Requirements
Reproduce every one of the records below line for line, without changing anything.

(Data items)
▬▬▬▬▬▬▬▬▬▬

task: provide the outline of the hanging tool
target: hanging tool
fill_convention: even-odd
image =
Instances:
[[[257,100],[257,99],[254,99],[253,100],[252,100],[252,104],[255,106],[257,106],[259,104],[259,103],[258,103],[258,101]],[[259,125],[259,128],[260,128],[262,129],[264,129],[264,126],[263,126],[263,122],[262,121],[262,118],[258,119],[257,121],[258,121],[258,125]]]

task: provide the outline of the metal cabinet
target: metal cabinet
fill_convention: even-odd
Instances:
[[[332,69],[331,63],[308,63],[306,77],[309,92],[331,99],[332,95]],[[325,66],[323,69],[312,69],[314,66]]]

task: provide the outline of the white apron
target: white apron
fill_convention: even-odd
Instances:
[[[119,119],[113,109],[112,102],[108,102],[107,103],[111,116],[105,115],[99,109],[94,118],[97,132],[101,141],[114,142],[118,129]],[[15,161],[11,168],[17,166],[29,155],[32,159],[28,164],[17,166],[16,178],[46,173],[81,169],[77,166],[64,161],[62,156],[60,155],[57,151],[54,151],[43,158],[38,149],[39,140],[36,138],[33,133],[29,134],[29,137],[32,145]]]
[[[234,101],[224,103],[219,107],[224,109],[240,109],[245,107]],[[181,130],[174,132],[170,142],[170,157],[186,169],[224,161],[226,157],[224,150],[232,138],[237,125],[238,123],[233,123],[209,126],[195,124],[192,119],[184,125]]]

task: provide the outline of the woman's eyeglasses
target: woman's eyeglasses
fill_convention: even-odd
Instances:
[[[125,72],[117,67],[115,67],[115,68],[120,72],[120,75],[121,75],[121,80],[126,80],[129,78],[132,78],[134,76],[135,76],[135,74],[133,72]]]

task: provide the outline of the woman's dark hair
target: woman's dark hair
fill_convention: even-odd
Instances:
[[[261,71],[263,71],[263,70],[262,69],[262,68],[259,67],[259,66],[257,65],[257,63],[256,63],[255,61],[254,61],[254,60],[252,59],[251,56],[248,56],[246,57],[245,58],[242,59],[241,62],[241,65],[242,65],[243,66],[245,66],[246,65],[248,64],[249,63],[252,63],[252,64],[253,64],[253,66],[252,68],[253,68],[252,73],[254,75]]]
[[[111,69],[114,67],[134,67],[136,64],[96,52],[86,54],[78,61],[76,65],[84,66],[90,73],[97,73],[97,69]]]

▬▬▬▬▬▬▬▬▬▬

The answer
task: provide the outline of the hanging tool
target: hanging tool
fill_convention: even-odd
image =
Instances:
[[[257,100],[257,99],[254,99],[253,100],[252,100],[252,104],[255,106],[257,106],[259,104],[259,103],[258,103],[258,101]],[[259,125],[259,128],[260,128],[262,129],[264,129],[264,126],[263,126],[263,122],[262,121],[262,118],[258,119],[257,121],[258,121],[258,125]]]

task: provide the outline of the metal cabinet
target: metal cabinet
fill_convention: even-odd
Instances:
[[[332,69],[331,63],[308,63],[306,77],[309,92],[331,99],[332,95]],[[325,66],[323,69],[312,69],[314,66]]]

task: provide the outline of the white apron
target: white apron
fill_convention: even-odd
Instances:
[[[119,119],[113,109],[112,102],[108,102],[107,103],[111,116],[105,115],[99,109],[94,118],[97,132],[101,141],[114,142],[118,129]],[[15,161],[11,168],[17,166],[29,155],[32,159],[28,164],[17,166],[16,178],[46,173],[81,169],[77,166],[64,161],[62,156],[60,155],[57,151],[54,151],[43,158],[38,149],[39,140],[36,138],[33,133],[29,134],[29,137],[32,145]]]
[[[234,101],[224,103],[219,107],[224,109],[240,109],[245,107]],[[181,130],[174,132],[170,142],[170,157],[186,169],[224,161],[226,157],[224,150],[232,138],[237,125],[238,123],[233,123],[209,126],[195,124],[192,119],[184,125]]]

task: provide the outline of the woman's eyeglasses
target: woman's eyeglasses
fill_convention: even-odd
Instances:
[[[125,72],[117,67],[115,67],[115,68],[120,72],[120,75],[121,75],[121,80],[126,80],[129,78],[132,78],[134,76],[135,76],[135,74],[133,72]]]

task: provide the outline of the woman's dark hair
target: woman's dark hair
fill_convention: even-odd
Instances:
[[[261,71],[263,71],[263,70],[262,69],[262,68],[259,67],[259,66],[257,65],[257,63],[256,63],[255,61],[254,61],[254,60],[252,59],[251,56],[248,56],[246,57],[245,58],[242,59],[241,62],[241,65],[242,65],[243,66],[245,66],[246,65],[248,64],[249,63],[252,63],[252,64],[253,64],[253,66],[252,68],[253,68],[252,73],[254,75]]]
[[[111,69],[114,67],[134,67],[136,64],[96,52],[86,54],[78,61],[76,65],[84,66],[90,73],[97,73],[97,69]]]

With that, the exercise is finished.